## begin INPUT FOR THIS TASK

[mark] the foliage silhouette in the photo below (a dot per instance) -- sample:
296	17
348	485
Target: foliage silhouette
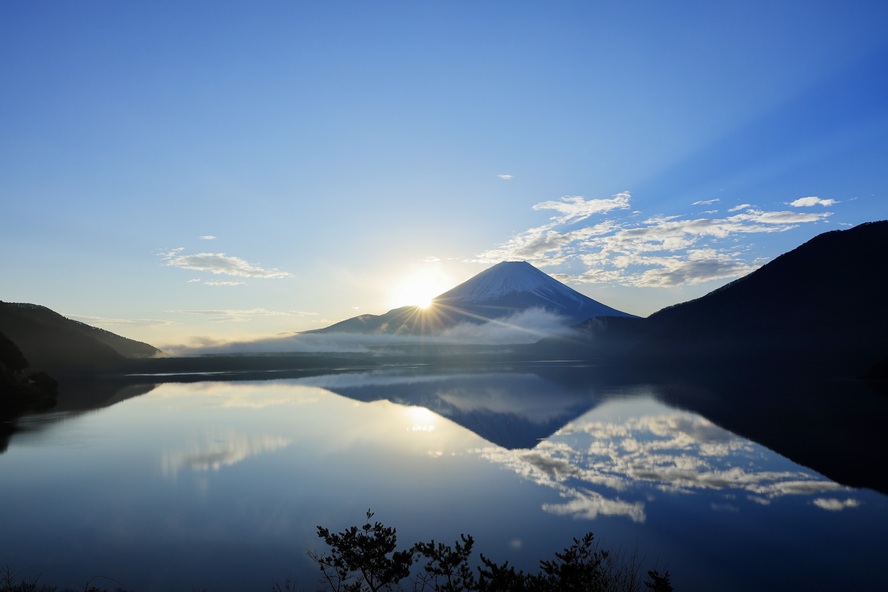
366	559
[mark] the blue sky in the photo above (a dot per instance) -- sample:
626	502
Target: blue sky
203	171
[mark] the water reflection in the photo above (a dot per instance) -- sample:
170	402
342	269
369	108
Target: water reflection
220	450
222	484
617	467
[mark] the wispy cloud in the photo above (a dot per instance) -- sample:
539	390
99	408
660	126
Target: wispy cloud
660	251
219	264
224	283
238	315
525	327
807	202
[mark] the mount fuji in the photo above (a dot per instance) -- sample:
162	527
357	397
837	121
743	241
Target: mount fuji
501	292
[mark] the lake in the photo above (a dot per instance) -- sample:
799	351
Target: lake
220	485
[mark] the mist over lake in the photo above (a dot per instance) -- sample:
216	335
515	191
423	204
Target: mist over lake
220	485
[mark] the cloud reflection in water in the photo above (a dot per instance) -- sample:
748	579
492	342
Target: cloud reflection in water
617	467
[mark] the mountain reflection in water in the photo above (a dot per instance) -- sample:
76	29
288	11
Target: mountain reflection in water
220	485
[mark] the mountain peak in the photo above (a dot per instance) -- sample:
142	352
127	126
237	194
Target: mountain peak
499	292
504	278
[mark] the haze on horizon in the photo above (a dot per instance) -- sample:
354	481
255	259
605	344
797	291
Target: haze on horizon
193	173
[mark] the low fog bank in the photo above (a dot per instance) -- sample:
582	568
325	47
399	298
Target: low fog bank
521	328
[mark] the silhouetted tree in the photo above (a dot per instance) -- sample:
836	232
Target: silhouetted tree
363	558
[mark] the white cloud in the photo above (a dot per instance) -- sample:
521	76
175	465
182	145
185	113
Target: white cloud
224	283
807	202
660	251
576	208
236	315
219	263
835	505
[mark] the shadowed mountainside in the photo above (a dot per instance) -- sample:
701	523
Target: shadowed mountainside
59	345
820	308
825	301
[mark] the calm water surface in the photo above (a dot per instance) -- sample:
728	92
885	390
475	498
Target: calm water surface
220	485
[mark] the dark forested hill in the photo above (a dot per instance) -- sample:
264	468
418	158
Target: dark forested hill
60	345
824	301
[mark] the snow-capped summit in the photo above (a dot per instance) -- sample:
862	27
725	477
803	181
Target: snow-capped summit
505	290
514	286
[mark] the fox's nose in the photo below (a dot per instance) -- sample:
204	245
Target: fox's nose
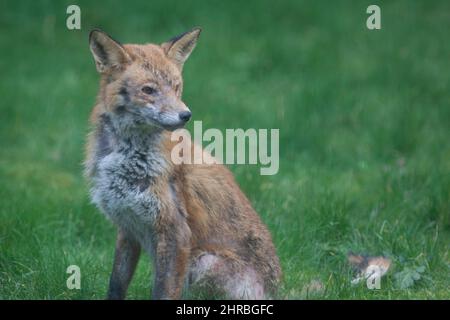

## end INPUT FOR THIS TASK
## begin INPUT FOR THIS TASK

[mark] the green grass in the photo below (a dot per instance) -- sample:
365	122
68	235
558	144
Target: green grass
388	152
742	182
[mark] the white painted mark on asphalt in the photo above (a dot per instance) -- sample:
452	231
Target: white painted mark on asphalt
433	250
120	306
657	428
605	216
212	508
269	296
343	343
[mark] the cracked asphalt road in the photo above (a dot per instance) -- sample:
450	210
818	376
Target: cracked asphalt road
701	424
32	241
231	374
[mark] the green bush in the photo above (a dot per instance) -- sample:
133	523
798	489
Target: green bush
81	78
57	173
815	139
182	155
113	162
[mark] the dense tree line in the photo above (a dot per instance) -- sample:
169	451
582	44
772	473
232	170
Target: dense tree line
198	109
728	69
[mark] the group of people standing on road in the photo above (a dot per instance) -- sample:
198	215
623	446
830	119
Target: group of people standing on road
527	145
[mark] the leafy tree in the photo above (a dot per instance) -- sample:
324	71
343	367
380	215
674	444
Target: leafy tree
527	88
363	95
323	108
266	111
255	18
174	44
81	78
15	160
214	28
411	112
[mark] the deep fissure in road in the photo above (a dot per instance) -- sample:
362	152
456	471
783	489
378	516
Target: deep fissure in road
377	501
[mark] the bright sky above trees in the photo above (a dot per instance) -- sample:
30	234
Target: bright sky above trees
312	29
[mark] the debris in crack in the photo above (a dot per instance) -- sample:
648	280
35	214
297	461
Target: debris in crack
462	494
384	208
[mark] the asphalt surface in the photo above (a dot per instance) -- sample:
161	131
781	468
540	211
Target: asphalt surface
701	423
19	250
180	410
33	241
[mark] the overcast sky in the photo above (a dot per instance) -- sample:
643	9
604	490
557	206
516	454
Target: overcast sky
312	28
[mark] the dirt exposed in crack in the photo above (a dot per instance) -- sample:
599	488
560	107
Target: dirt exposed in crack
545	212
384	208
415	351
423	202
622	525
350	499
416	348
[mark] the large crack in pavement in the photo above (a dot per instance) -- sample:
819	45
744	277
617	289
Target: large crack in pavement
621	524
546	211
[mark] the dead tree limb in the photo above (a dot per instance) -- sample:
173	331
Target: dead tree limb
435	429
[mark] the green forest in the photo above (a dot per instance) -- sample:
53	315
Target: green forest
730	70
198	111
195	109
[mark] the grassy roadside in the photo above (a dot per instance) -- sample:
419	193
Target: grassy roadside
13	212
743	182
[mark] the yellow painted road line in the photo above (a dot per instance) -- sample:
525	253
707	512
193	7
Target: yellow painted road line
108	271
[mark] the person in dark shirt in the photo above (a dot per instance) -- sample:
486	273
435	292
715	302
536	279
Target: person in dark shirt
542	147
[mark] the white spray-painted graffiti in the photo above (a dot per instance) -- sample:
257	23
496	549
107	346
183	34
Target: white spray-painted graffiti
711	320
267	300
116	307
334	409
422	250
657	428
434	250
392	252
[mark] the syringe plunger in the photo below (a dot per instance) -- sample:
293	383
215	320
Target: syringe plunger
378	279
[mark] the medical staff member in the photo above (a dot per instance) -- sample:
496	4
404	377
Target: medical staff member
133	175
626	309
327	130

## end INPUT FOR THIS TASK
## begin INPUT FOR THIS TASK

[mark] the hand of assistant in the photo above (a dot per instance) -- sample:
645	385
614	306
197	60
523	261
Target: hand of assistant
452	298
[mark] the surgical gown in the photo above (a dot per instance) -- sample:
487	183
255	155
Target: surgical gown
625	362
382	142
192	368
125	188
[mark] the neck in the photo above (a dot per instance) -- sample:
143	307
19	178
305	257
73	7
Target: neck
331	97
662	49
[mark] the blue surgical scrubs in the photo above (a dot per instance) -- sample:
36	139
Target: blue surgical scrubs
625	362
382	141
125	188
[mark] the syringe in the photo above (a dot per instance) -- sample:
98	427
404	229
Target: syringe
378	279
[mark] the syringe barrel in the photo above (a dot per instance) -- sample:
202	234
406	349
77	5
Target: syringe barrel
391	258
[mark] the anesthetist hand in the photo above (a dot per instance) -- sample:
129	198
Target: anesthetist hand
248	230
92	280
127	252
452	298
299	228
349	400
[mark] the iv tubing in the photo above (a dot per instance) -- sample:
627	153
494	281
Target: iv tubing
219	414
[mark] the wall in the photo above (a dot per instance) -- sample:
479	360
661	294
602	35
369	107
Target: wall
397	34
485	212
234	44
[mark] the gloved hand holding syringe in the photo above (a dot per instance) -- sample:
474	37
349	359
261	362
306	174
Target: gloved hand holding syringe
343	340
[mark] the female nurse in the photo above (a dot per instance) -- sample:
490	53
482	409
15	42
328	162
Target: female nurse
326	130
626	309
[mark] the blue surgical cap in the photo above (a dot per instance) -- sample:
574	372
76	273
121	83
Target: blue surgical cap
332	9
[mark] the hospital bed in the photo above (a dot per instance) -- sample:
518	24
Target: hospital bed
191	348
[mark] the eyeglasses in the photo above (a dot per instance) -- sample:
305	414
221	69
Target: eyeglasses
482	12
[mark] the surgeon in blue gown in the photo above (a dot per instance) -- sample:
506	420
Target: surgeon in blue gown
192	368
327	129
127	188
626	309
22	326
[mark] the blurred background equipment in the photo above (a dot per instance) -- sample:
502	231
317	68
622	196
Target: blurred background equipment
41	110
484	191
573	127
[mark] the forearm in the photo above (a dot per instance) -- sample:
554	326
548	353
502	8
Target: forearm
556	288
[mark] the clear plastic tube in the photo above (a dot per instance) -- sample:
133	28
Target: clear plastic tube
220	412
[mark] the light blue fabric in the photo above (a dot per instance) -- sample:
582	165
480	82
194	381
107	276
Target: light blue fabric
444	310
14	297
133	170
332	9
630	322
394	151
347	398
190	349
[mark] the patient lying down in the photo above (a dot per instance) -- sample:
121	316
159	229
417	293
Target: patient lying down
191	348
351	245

## end INPUT FOR THIS TASK

*GIVEN TASK*:
Tally the lines in the material above that contain the string "calm", and reply with only that number.

*EXERCISE OUTPUT*:
2